═════ Available records ═════
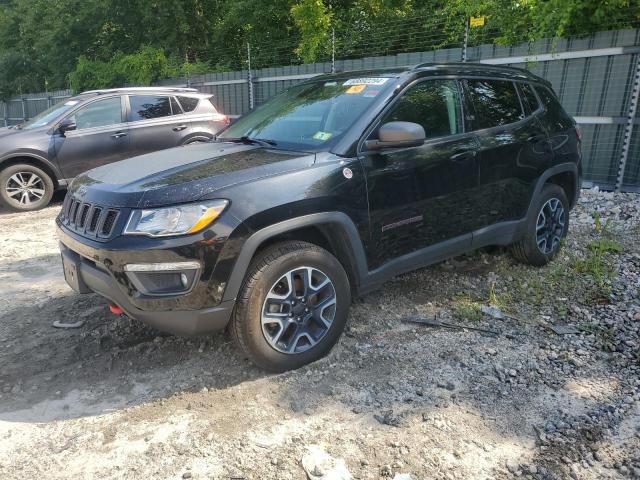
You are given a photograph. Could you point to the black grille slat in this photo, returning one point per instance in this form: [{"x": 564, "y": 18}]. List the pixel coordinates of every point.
[
  {"x": 109, "y": 222},
  {"x": 89, "y": 220},
  {"x": 83, "y": 216},
  {"x": 73, "y": 210},
  {"x": 95, "y": 216}
]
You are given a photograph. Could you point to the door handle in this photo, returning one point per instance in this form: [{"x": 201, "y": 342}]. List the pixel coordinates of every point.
[
  {"x": 466, "y": 155},
  {"x": 537, "y": 138}
]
═════
Exercise task: Change every "pixel coordinates" in the records to "image coordinates" and leave all other text as it is. Omit the pictures from your answer.

Response:
You are given a photograph. Could you point to the black grille slat in this photo, returning one point per instance in this form: [{"x": 564, "y": 18}]. List the image coordinates of every point.
[
  {"x": 109, "y": 222},
  {"x": 89, "y": 220},
  {"x": 83, "y": 216},
  {"x": 73, "y": 210},
  {"x": 95, "y": 216}
]
You are given a photograph. Could you point to the door handle in this photo, returning one point per instance in this form: [{"x": 201, "y": 342}]. List the image coordinates of every point.
[
  {"x": 466, "y": 155},
  {"x": 537, "y": 138}
]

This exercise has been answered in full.